◆ **SUPPLIED INFORMATION**
== == ==
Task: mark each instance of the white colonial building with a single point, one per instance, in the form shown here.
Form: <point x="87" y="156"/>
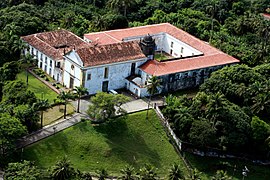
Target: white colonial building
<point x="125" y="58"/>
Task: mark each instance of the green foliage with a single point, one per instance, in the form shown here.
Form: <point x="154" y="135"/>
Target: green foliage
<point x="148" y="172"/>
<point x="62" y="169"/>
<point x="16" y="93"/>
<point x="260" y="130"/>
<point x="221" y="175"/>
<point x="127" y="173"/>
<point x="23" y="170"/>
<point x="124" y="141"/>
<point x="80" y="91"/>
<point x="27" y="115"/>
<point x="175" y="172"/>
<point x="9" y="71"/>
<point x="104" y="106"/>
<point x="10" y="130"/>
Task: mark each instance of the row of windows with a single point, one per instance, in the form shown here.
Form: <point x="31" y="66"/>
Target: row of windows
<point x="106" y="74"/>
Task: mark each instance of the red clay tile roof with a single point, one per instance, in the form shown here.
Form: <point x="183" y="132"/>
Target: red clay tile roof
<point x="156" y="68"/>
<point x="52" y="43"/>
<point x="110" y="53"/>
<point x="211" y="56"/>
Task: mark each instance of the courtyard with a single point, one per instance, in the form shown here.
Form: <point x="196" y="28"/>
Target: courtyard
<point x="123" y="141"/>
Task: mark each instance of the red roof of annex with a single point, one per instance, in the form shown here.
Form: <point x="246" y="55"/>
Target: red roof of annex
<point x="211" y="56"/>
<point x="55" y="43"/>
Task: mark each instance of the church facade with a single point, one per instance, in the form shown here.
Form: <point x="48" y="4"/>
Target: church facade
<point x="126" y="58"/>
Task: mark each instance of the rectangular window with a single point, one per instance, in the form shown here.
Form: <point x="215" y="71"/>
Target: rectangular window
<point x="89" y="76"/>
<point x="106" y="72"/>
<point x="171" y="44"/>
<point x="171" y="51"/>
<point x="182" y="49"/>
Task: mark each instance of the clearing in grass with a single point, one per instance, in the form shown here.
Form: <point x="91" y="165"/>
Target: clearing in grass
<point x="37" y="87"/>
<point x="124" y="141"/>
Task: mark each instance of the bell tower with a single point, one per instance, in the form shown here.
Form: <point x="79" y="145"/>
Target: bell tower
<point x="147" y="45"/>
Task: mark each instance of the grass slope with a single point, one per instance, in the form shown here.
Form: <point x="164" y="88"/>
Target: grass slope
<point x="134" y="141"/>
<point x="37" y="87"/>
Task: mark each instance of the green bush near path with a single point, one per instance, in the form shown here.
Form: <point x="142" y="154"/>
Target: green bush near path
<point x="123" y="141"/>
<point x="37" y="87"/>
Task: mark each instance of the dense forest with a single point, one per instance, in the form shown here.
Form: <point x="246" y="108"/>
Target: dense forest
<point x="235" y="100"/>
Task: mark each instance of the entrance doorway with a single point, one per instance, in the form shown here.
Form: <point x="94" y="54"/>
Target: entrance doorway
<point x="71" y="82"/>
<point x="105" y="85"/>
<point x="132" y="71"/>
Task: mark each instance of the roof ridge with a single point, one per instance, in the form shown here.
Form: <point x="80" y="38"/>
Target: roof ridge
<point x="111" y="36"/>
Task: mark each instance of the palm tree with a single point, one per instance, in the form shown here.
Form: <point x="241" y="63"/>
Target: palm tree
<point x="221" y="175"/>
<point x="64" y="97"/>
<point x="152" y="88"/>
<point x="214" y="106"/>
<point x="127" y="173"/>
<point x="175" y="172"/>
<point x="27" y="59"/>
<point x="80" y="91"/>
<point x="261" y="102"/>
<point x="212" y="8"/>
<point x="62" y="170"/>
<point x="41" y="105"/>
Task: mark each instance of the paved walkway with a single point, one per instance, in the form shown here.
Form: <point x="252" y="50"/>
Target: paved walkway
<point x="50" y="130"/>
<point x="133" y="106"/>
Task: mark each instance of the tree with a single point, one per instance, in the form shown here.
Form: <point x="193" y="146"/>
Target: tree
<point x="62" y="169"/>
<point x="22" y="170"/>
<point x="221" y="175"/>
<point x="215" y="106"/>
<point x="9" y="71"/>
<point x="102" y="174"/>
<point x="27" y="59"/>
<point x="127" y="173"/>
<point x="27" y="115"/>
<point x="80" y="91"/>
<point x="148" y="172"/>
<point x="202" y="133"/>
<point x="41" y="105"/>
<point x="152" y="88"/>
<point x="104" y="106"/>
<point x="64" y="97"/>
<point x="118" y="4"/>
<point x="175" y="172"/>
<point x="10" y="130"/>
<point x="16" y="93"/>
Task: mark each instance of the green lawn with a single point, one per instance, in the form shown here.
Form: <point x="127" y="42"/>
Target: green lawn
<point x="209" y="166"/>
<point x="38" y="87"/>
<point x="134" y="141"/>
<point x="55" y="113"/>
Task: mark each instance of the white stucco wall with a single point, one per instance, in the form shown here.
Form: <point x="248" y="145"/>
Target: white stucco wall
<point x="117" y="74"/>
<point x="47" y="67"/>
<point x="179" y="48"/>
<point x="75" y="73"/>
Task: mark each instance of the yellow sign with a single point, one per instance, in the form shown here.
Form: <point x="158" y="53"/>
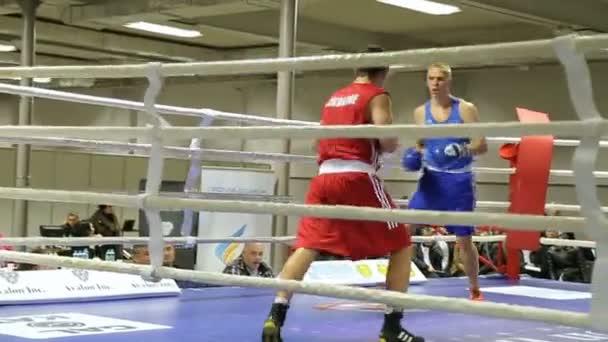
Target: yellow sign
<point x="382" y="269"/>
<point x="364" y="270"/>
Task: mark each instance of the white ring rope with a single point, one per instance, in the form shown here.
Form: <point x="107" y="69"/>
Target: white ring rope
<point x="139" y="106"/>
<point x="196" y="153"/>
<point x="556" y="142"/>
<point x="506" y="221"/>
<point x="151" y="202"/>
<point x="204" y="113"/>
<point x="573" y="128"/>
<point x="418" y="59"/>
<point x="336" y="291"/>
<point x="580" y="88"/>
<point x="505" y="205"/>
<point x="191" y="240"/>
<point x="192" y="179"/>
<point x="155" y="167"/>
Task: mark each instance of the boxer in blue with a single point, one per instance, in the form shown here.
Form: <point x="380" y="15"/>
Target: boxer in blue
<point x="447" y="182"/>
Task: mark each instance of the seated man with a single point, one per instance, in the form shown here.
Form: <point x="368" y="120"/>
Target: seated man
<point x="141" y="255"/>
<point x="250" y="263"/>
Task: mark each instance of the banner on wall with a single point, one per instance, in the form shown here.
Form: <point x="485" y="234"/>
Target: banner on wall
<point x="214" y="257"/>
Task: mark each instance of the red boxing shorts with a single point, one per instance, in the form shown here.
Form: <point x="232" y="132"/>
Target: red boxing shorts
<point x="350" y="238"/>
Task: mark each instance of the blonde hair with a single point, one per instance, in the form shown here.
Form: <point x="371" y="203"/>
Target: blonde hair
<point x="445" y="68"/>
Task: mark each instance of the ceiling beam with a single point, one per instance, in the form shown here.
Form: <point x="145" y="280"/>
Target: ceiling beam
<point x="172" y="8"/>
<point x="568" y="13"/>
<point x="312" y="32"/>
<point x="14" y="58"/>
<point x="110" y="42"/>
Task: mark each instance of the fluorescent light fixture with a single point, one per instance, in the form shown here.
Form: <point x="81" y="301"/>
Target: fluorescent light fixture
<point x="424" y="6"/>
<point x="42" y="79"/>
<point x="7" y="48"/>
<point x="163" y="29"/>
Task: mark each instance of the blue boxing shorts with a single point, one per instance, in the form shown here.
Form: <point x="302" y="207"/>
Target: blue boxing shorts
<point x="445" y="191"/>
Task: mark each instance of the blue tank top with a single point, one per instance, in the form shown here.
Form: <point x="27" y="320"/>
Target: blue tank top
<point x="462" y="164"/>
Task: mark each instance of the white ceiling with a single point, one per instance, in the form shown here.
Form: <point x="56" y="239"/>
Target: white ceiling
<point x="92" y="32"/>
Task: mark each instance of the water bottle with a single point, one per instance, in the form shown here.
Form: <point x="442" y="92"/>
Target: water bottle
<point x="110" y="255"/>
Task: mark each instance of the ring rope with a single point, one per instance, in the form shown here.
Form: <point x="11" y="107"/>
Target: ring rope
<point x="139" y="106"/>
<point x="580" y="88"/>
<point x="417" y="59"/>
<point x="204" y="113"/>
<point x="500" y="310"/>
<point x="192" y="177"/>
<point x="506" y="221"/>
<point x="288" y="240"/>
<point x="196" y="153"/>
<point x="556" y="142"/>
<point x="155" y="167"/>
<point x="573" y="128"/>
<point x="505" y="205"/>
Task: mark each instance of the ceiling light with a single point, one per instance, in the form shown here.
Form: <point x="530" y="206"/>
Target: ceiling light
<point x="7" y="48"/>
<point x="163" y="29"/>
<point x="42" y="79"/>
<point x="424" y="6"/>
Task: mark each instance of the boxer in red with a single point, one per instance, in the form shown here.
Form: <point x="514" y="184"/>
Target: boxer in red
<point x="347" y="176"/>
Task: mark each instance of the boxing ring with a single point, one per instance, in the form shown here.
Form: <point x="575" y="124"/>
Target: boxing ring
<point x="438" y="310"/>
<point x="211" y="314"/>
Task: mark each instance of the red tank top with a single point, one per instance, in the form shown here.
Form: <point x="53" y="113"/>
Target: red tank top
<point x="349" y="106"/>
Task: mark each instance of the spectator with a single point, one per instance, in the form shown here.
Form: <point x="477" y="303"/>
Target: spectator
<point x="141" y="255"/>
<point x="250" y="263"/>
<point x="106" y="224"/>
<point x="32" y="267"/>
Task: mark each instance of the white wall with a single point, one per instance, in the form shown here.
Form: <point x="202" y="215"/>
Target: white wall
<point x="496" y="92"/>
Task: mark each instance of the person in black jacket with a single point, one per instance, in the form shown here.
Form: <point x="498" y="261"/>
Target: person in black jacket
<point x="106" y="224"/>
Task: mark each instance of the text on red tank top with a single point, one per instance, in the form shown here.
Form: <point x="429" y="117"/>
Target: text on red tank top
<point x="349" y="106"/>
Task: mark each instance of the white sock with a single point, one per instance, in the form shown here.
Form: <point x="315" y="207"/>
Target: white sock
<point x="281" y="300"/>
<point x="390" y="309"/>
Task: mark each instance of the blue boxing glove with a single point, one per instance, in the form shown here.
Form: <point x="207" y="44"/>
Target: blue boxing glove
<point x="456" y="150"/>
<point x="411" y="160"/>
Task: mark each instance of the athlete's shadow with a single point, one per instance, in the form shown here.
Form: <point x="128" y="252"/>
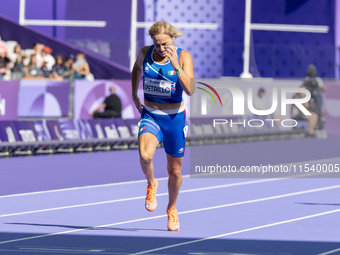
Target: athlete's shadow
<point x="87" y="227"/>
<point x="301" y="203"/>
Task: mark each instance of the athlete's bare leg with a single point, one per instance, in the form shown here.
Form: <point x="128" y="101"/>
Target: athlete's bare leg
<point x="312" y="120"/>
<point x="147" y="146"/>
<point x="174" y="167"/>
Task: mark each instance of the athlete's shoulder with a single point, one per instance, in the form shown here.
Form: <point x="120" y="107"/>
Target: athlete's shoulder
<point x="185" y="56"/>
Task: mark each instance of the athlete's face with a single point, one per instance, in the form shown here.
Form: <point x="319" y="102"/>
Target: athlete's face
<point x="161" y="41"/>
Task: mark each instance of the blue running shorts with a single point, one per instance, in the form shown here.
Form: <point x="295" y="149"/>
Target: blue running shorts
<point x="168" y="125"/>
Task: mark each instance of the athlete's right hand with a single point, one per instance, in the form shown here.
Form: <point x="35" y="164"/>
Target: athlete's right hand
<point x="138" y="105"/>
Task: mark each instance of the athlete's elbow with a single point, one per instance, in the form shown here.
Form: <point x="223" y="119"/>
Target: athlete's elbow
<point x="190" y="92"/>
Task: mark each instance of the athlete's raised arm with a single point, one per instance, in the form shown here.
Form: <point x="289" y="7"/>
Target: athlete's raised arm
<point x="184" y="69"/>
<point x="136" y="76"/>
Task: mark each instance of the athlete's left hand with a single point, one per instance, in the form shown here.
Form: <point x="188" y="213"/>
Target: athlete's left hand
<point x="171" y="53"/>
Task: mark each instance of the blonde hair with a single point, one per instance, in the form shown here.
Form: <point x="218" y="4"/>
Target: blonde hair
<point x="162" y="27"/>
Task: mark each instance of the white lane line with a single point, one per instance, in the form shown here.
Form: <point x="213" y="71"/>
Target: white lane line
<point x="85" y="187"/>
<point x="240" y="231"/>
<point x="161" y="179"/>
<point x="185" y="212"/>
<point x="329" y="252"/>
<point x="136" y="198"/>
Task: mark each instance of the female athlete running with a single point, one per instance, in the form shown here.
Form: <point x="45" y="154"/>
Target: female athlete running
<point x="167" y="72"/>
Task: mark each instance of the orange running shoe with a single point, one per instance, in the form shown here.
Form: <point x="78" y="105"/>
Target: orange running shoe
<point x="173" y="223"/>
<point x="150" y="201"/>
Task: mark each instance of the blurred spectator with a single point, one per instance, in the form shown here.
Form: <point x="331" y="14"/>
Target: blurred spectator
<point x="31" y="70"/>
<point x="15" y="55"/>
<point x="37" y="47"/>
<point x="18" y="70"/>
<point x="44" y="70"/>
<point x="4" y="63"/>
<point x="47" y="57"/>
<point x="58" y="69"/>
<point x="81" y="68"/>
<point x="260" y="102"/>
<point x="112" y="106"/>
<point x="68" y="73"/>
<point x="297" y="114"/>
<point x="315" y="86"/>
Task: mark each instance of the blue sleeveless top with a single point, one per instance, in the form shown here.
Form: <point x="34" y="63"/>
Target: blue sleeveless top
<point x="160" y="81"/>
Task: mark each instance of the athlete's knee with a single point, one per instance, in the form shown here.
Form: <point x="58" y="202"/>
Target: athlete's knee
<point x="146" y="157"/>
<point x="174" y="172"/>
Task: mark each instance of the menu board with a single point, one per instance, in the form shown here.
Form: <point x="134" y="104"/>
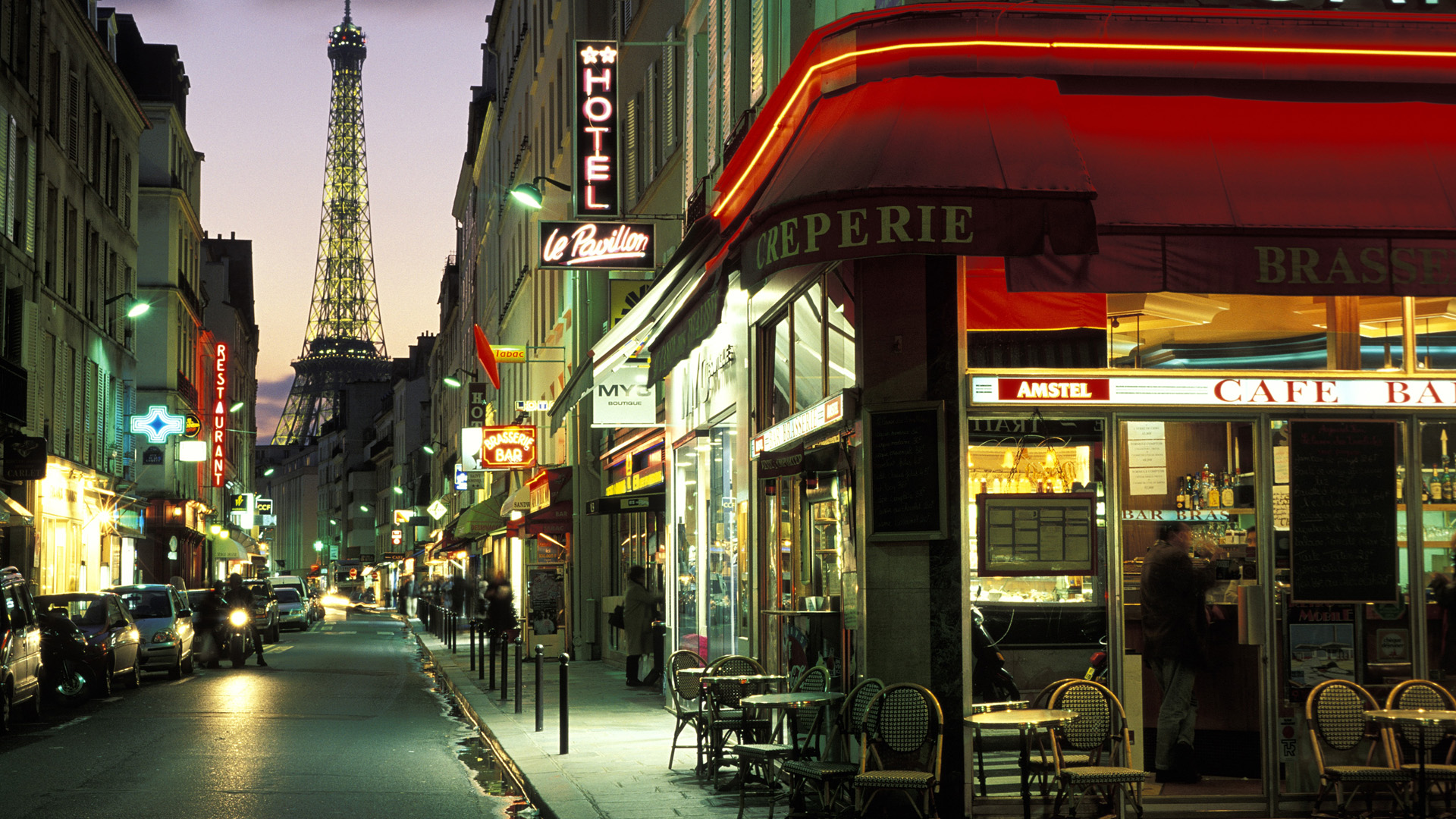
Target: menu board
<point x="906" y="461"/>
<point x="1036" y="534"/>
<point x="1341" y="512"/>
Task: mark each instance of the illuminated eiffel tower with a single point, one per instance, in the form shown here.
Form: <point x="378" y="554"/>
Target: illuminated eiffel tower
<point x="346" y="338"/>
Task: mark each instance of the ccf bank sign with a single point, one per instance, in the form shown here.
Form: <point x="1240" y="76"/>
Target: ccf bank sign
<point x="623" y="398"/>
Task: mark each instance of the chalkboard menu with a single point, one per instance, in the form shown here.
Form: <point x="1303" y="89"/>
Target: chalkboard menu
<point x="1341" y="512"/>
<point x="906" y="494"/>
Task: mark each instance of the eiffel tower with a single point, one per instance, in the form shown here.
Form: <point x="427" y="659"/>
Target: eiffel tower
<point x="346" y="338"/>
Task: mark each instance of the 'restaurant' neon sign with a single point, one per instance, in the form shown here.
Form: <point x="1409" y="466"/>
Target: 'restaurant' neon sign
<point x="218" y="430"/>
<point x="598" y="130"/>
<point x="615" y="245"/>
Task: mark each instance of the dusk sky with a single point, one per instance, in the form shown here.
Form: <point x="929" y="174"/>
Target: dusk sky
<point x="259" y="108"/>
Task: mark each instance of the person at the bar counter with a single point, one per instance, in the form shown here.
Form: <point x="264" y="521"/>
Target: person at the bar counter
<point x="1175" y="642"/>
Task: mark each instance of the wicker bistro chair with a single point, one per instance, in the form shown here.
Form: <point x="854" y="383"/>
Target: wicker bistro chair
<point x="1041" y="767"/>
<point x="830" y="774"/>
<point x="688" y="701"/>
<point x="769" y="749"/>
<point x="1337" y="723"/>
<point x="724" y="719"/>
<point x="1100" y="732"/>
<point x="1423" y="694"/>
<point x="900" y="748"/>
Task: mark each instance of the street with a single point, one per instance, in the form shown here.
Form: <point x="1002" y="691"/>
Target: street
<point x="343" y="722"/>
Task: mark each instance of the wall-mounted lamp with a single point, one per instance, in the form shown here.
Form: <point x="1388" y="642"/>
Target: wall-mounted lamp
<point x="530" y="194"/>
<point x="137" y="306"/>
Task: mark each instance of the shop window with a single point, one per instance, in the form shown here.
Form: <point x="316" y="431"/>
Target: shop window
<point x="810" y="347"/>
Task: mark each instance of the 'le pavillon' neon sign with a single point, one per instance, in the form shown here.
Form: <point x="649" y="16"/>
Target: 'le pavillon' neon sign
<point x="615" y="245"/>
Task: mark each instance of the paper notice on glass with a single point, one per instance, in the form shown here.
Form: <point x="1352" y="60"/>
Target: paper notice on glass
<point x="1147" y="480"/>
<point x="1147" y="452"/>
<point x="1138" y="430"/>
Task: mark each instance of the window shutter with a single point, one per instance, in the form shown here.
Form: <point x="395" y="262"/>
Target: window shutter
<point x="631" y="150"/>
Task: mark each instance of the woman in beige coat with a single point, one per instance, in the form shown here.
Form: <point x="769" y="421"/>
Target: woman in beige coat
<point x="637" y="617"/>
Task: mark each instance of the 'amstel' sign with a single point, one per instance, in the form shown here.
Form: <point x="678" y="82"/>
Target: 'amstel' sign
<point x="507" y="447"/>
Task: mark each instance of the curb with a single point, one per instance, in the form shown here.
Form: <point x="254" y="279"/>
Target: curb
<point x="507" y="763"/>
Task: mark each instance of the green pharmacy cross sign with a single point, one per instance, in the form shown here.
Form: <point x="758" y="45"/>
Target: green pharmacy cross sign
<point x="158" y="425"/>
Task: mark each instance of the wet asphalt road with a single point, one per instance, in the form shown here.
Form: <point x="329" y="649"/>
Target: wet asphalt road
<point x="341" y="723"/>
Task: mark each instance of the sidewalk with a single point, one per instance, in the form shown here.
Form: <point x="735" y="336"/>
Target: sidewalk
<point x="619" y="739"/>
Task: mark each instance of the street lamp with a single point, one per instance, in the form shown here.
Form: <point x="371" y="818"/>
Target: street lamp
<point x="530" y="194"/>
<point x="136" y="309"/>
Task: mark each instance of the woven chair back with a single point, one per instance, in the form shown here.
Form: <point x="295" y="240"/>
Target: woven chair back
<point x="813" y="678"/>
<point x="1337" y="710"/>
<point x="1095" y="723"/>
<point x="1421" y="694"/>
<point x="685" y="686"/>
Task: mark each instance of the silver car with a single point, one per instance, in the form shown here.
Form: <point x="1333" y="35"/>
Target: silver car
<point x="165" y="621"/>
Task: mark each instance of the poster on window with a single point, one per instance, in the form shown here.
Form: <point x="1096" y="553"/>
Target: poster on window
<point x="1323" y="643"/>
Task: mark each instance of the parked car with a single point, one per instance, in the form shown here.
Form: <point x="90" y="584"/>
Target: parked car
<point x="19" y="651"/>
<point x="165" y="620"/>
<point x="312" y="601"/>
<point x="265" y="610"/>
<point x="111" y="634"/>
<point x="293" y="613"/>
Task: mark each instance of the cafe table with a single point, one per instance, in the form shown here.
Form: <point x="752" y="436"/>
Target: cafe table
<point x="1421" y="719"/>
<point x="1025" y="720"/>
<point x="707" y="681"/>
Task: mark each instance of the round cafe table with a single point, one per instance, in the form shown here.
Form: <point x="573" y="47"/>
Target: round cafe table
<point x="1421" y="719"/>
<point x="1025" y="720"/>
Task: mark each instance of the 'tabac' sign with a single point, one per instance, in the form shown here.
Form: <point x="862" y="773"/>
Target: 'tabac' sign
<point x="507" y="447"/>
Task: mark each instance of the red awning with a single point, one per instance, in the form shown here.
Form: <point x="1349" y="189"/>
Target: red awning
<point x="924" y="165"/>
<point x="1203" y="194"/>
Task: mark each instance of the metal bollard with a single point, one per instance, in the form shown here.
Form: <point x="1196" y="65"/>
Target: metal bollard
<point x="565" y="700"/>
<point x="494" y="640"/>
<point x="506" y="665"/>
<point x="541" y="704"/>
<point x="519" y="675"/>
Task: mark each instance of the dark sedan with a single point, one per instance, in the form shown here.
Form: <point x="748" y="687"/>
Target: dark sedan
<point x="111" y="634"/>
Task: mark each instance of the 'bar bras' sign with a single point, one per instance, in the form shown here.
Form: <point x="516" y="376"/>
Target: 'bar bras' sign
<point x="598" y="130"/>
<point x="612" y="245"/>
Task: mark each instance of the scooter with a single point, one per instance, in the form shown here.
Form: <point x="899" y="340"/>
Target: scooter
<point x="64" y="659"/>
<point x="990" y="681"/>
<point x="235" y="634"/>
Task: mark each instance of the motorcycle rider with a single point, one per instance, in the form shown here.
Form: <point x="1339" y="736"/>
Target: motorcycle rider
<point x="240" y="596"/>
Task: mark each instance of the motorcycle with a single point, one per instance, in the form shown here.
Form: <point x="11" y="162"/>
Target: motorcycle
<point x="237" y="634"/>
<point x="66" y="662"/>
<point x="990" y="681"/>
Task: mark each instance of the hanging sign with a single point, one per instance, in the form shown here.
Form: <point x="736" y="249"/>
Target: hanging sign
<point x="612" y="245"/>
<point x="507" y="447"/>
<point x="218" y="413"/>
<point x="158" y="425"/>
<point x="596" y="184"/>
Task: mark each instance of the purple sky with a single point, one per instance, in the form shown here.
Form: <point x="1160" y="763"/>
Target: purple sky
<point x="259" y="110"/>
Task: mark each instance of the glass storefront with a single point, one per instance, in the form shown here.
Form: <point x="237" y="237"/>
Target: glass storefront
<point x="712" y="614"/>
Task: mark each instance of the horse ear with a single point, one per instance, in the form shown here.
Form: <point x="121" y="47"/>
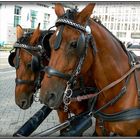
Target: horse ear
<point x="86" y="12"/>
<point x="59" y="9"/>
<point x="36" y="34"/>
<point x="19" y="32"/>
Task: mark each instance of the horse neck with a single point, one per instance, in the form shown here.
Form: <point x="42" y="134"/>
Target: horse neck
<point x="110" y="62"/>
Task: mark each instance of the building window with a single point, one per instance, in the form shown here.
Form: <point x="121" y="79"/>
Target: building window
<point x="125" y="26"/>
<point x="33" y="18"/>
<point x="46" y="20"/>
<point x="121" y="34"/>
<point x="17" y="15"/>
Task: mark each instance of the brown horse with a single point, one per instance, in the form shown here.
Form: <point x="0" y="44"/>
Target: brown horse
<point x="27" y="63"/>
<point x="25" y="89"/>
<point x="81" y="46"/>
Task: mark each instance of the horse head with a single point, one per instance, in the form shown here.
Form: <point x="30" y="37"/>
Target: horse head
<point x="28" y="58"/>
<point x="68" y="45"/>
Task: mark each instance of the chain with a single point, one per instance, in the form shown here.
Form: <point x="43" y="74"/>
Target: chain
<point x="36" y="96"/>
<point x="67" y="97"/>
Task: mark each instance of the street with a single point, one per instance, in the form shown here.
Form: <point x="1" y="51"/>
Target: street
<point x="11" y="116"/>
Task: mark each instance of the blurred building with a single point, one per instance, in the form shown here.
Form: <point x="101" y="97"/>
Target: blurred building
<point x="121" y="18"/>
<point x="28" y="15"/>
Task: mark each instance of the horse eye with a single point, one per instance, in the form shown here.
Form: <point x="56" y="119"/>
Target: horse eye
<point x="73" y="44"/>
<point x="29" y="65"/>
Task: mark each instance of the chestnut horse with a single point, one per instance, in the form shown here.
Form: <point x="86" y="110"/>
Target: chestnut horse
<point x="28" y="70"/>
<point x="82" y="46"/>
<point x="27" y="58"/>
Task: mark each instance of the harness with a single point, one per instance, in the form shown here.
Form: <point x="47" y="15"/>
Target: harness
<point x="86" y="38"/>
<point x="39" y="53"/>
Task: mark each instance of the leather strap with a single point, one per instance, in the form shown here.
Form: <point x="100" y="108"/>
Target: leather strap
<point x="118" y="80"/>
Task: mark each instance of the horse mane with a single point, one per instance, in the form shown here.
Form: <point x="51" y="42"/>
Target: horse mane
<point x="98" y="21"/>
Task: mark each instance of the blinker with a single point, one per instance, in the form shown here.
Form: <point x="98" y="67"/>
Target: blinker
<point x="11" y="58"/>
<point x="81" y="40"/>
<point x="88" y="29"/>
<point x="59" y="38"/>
== == ==
◆ **WHAT IS NEEDED**
What is needed is an exact copy of the lines from the one containing "Target: leather strap" through the last line of the records above, both included.

◆ **SOLUTION**
Target: leather strap
<point x="118" y="80"/>
Task: mark each instance of the horse mane with a single point, one per instance, in the form shown here.
Form: <point x="51" y="42"/>
Target: horse mane
<point x="98" y="21"/>
Task: mark each instance of the blinker with a single point, one per instance, in the form shown here.
Form: <point x="98" y="67"/>
Target: blinker
<point x="11" y="58"/>
<point x="81" y="40"/>
<point x="88" y="29"/>
<point x="59" y="38"/>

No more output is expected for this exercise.